Auf den ersten Blick ist das Messer einfach und bodenständig, ja beinahe etwas unscheinbar. Eine Klinge aus 154CM Stahl ist im Zeitalter der pulvermetallurgischen Superstähle kein Aushängeschild mehr. Schlecht ist 154CM trotzdem nicht, hinter der amerikanischen Bezeichnung verbirgt sich ein guter alter Bekannter: ATS34.
Bevor die Ära der PM-Stähle begann, gehörte ATS34 in Europa zu den besten Klingenstählen für hochwertige Messer. In den USA wurde ATS34 von Crucible Steel unter dem Namen 154CM hergestellt, daher findet sich sehr oft der (fragwürdige) Hinweis, 154CM sei eine amerikanische Erfindung. Ebenso ist kein Geheimnis, dass der industriell hergestellte 154CM nicht immer die Qualität des „alten“ ATS34 erreichte.
Das Benchmade 300 lässt sich auf zweierlei Arten mit einer Hand öffnen. Zum einen ist es als Flipper konzipiert, zum anderen besitzt es auf beiden Seiten der Klinge Thumb-Studs. Als Flipper überzeugt das Benchmade 300 nicht. Das AXIS-Lock übt relativ starken Druck auf die Klingenwurzel aus, sodass das Flippen des Messers nur mit einer unterstützenden Bewegung aus dem Handgelenk möglich ist.

......

Aufgaben:
a) Kannst du aus dem Text über das Benchmade 300 alles von „Bevor die Ära“ bis hinunter zu „Handgelenk möglich ist.“ wortgetreu wiedergeben?
b) Kannst du den Text über das Benchmade 300 im Anschluss an seinen letzten Satz weiterführen?

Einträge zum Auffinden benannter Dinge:
......

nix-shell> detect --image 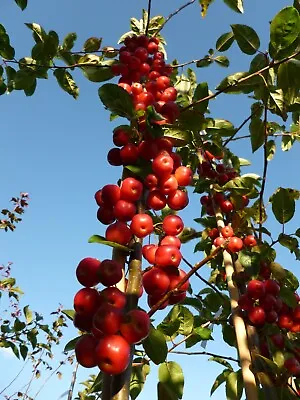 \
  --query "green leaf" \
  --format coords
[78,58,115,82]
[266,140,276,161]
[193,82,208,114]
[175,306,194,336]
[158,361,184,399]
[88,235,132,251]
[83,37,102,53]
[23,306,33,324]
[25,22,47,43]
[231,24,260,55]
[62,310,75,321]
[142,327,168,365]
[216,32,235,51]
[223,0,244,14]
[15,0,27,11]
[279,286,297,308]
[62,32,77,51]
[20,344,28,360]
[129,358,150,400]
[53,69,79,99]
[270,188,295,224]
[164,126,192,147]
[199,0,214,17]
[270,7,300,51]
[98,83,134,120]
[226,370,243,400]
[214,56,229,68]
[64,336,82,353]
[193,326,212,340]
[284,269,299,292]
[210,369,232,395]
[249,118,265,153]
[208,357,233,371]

......

Antworten je Aufgabe:
a)
Bevor die Ära der PM-Stähle begann, gehörte ATS34 in Europa zu den besten Klingenstählen für hochwertige Messer. In den USA wurde ATS34 von Crucible Steel unter dem Namen 154CM hergestellt, daher findet sich sehr oft der (fragwürdige) Hinweis, 154CM sei eine amerikanische Erfindung. Ebenso ist kein Geheimnis, dass der industriell hergestellte 154CM nicht immer die Qualität des „alten“ ATS34 erreichte.
Das Benchmade 300 lässt sich auf zweierlei Arten mit einer Hand öffnen. Zum einen ist es als Flipper konzipiert, zum anderen besitzt es auf beiden Seiten der Klinge Thumb-Studs. Als Flipper überzeugt das Benchmade 300 nicht. Das AXIS-Lock übt relativ starken Druck auf die Klingenwurzel aus, sodass das Flippen des Messers nur mit einer unterstützenden Bewegung aus dem Handgelenk möglich ist.

b)
Eine Variante, die allerdings ein wenig Übung benötigt ist, den Pin des Axis Lock mit dem Daumen leicht nach hinten zu ziehen während der Zeigefinger den Kicker bestätigt. Auf diese Weise lässt sich das Benchmade 300 aus einer ruhenden Hand flippen.
Die Daumen-Pins ermöglichen das Anheben der Klinge mit dem Daumen. Der Flipper lässt sich problemlos wie ein Einhandmesser öffnen. Dadurch punktet das Benchmade 300 bei den Öffnungsmöglichkeiten. Das sehr straff eingestellte Axis Lock stellt einen kleinen Nachteil dar, denn die Federspannung ist unangenehm hoch. Dafür kann das Messer von Links- und Rechtshändern gleichermaßen gut bedient werden.
Benchmade 300
Die Drop Point Klinge ist mit einer Stärke von 3,30 mm am Klingenrücken stabil gestaltet, fast die gesamte vordere Hälfte ist als Fehlschärfe geschliffen. Etwa ab der Klingenmitte verjüngt sich die Klinge zur Spitze hin. Der Anschliff ist auf beiden Seiten gleichmäßig; die Schneide ist über ihre gesamte Länge mit einem sauberen Anschliff versehen.
Der Designer des Benchmade 300 ist der amerikanische Messermacher Butch Ball, bekannt durch seine Website „Ball Knives“ . Das Benchmade 300 ist kaum als Design von Butch Ball erkennbar, dessen Messer in der Regel mit Damastklingen und aufwendigen Verzierungen versehen sind. Auch die Form des Benchmade 300 findet sich bei Messern von Butch Ball nur in Ansätzen, offenbar hat der Designer klare Vorgaben hinsichtlich vieler Details gehabt.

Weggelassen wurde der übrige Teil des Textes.